### TO DO
Lay out as a numbered list everything in the records from the line containing "of the large" down to the end of the records, skipping blank lines and leaving out the pictures.

##### DATA #####

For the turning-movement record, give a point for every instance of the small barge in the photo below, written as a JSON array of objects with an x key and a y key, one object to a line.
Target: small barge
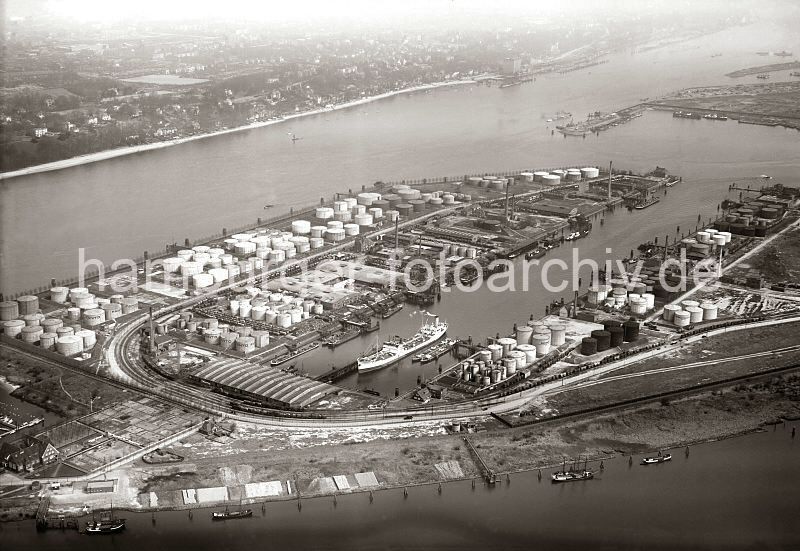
[
  {"x": 656, "y": 459},
  {"x": 283, "y": 358}
]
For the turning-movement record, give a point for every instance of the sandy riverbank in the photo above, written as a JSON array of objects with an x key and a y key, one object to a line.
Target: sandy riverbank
[{"x": 118, "y": 152}]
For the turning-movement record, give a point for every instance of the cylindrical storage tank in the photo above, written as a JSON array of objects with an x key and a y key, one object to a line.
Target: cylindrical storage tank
[
  {"x": 88, "y": 337},
  {"x": 12, "y": 328},
  {"x": 51, "y": 325},
  {"x": 524, "y": 334},
  {"x": 404, "y": 209},
  {"x": 551, "y": 180},
  {"x": 508, "y": 344},
  {"x": 530, "y": 352},
  {"x": 603, "y": 339},
  {"x": 28, "y": 304},
  {"x": 48, "y": 340},
  {"x": 669, "y": 312},
  {"x": 283, "y": 320},
  {"x": 31, "y": 334},
  {"x": 69, "y": 345},
  {"x": 261, "y": 338},
  {"x": 351, "y": 229},
  {"x": 246, "y": 344},
  {"x": 335, "y": 234},
  {"x": 185, "y": 254},
  {"x": 9, "y": 310},
  {"x": 59, "y": 294},
  {"x": 324, "y": 213},
  {"x": 638, "y": 306},
  {"x": 219, "y": 274},
  {"x": 542, "y": 343},
  {"x": 301, "y": 227},
  {"x": 258, "y": 313},
  {"x": 32, "y": 319},
  {"x": 588, "y": 346},
  {"x": 709, "y": 311},
  {"x": 558, "y": 334},
  {"x": 94, "y": 317},
  {"x": 191, "y": 268},
  {"x": 631, "y": 328},
  {"x": 520, "y": 356},
  {"x": 112, "y": 310},
  {"x": 130, "y": 304},
  {"x": 617, "y": 336},
  {"x": 695, "y": 314},
  {"x": 212, "y": 336},
  {"x": 682, "y": 318},
  {"x": 228, "y": 340}
]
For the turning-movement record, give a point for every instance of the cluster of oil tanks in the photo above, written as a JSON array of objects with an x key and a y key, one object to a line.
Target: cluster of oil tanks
[
  {"x": 635, "y": 293},
  {"x": 532, "y": 340},
  {"x": 689, "y": 312},
  {"x": 752, "y": 219},
  {"x": 554, "y": 177},
  {"x": 280, "y": 309},
  {"x": 243, "y": 339},
  {"x": 73, "y": 332},
  {"x": 612, "y": 335}
]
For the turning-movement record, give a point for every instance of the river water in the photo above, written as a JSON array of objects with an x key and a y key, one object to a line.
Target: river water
[
  {"x": 126, "y": 205},
  {"x": 123, "y": 206},
  {"x": 747, "y": 501}
]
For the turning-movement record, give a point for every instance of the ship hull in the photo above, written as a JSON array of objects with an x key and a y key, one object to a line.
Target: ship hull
[{"x": 398, "y": 353}]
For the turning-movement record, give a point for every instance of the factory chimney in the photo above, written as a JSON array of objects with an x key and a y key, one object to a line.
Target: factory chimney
[
  {"x": 506, "y": 211},
  {"x": 152, "y": 332}
]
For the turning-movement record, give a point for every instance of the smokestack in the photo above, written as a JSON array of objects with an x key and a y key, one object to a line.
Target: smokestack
[
  {"x": 506, "y": 212},
  {"x": 152, "y": 332}
]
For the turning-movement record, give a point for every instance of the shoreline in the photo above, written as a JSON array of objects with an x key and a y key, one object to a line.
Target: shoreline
[{"x": 129, "y": 150}]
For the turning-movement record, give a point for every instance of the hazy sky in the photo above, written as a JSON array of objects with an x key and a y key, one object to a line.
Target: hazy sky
[{"x": 363, "y": 10}]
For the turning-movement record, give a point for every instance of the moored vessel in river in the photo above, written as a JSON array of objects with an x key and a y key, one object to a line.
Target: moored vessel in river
[{"x": 396, "y": 349}]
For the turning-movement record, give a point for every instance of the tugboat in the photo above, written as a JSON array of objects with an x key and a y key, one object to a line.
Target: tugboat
[
  {"x": 648, "y": 203},
  {"x": 572, "y": 475},
  {"x": 656, "y": 459},
  {"x": 107, "y": 524},
  {"x": 226, "y": 514},
  {"x": 283, "y": 358},
  {"x": 435, "y": 352}
]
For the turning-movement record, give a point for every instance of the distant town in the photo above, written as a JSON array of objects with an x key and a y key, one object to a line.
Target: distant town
[{"x": 94, "y": 89}]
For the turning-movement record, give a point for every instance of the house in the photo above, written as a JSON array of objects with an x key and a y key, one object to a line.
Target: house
[{"x": 27, "y": 454}]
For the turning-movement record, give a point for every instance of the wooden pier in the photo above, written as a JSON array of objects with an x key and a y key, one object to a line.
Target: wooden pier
[
  {"x": 486, "y": 472},
  {"x": 46, "y": 522}
]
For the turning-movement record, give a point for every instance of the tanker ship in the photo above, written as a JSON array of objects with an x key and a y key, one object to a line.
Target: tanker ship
[{"x": 396, "y": 349}]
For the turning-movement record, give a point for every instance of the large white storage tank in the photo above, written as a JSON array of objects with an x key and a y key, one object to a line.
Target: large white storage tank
[{"x": 590, "y": 172}]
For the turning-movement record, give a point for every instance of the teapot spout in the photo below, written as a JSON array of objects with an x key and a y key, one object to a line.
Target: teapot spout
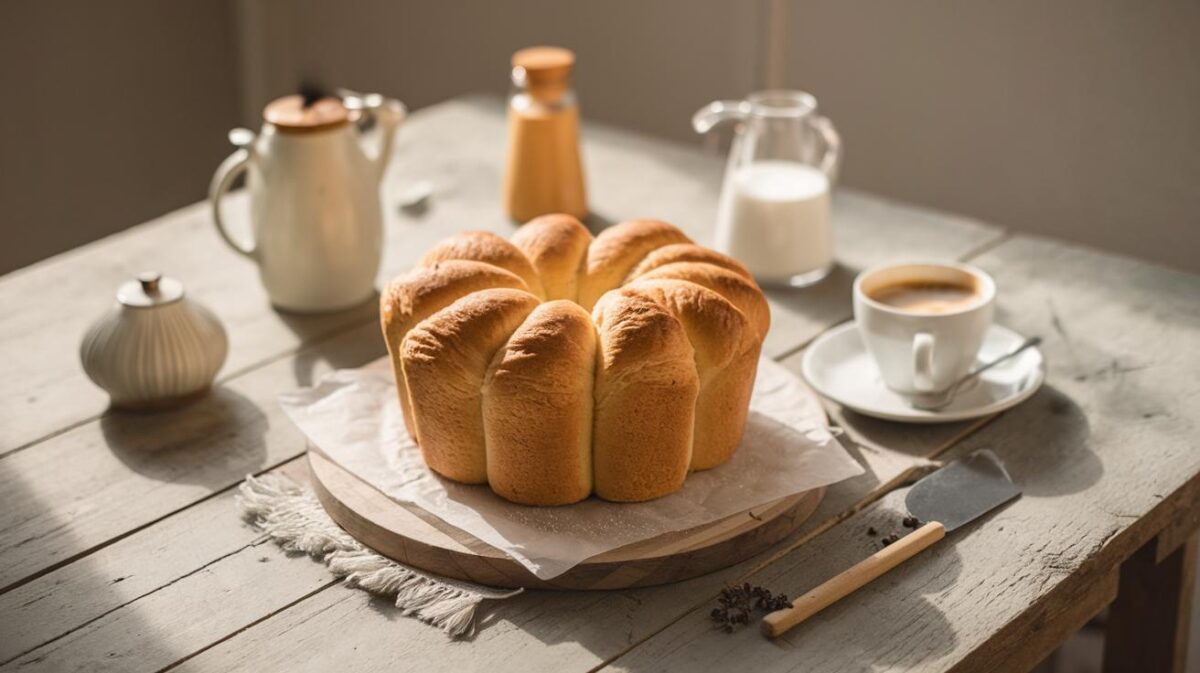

#####

### ANSWER TO THE TASK
1. For the turning-movement record, give a point for every instance of the large white storage tank in the photo above, written as a JSON array of objects with an x key and a y key, one object to a line.
2. Target: large white storage tank
3. [{"x": 590, "y": 172}]
4. For the turning-movement record, give a point for every instance of the teapot spout in the photo below, written as a JSON array of objects with an x key and a y key, one object to a line.
5. Target: teapot spout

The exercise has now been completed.